De door de verdediging geschetste mogelijkheid (het alternatief scenario), op basis van verklaringen van de verdachte die eerst twee jaar na zijn aanhouding zijn gedaan, dat het DNA op een andere, onschuldige, wijze op het lichaam en de kleding van Nicky is terechtgekomen, en dat het DNA vervolgens door contaminatie is verspreid, heeft het hof niet aannemelijk geacht. Daarbij heeft het hof onder meer overwogen dat met dat scenario niet wordt verklaard hoe de sporen van de verdachte op bepaalde plekken aan de binnen- en buitenzijde van de onderbroek van Nicky zijn terechtgekomen.

Het hof heeft daarnaast vastgesteld dat de verdachte, nadat hij een uitnodiging had ontvangen voor een DNA-onderzoek, op de vlucht is geslagen en een dwaalspoor heeft uitgezet om te voorkomen dat kon worden achterhaald dat hij naar Spanje ging om daar te verblijven. Het hof heeft hieruit afgeleid dat de verdachte niet in verband wenste te worden gebracht met de aangetroffen sporen. Ook heeft het hof bij het bewijs betrokken dat de verdachte, naar aanleiding van een incident in 1985, bij de politie heeft verklaard dat hij zich seksueel aangetrokken voelt tot kleine jongens.

In het licht van al deze door het hof vastgestelde feiten en omstandigheden is het oordeel van het hof dat het door de verdachte geschetste alternatieve scenario niet aannemelijk is, niet onbegrijpelijk gemotiveerd. Dat geldt ook voor het oordeel van het hof dat het niet anders kan zijn dan dat de verdachte ontuchtige handelingen met Nicky heeft gepleegd.

Opdracht A: Naar welk land ging de verdachte volgens de aangeleverde tekst om daar te verblijven?
Opdracht B: Schrijf het deel van de aangeleverde tekst tussen "Het hof heeft daarnaast" en "tot kleine jongens.", inclusief die woorden, letterlijk over.

Aangeleverde items:
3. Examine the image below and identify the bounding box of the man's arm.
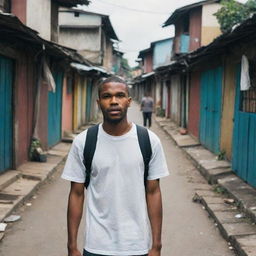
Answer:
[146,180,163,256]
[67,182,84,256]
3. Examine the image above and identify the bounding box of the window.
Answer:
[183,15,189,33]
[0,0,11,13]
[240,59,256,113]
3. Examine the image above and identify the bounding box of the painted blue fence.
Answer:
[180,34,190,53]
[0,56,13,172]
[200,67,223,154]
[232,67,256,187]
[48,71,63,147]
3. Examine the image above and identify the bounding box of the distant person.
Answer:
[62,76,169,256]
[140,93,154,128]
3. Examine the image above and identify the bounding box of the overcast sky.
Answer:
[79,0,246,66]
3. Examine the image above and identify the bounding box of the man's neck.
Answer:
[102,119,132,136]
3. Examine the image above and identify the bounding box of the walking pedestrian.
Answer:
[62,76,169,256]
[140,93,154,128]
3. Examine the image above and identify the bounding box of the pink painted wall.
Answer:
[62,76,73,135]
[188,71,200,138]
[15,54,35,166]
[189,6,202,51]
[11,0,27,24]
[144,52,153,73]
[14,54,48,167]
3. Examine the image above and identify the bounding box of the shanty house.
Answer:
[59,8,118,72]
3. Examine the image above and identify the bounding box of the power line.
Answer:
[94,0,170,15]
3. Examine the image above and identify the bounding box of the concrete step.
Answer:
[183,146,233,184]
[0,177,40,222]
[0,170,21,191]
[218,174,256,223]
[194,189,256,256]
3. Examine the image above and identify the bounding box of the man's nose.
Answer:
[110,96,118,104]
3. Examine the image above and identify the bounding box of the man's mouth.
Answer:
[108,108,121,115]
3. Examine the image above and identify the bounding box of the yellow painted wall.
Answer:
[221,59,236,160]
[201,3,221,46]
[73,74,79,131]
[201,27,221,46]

Antwoordvak A: Naar Spanje.

Antwoordvak B:
Het hof heeft daarnaast vastgesteld dat de verdachte, nadat hij een uitnodiging had ontvangen voor een DNA-onderzoek, op de vlucht is geslagen en een dwaalspoor heeft uitgezet om te voorkomen dat kon worden achterhaald dat hij naar Spanje ging om daar te verblijven. Het hof heeft hieruit afgeleid dat de verdachte niet in verband wenste te worden gebracht met de aangetroffen sporen. Ook heeft het hof bij het bewijs betrokken dat de verdachte, naar aanleiding van een incident in 1985, bij de politie heeft verklaard dat hij zich seksueel aangetrokken voelt tot kleine jongens.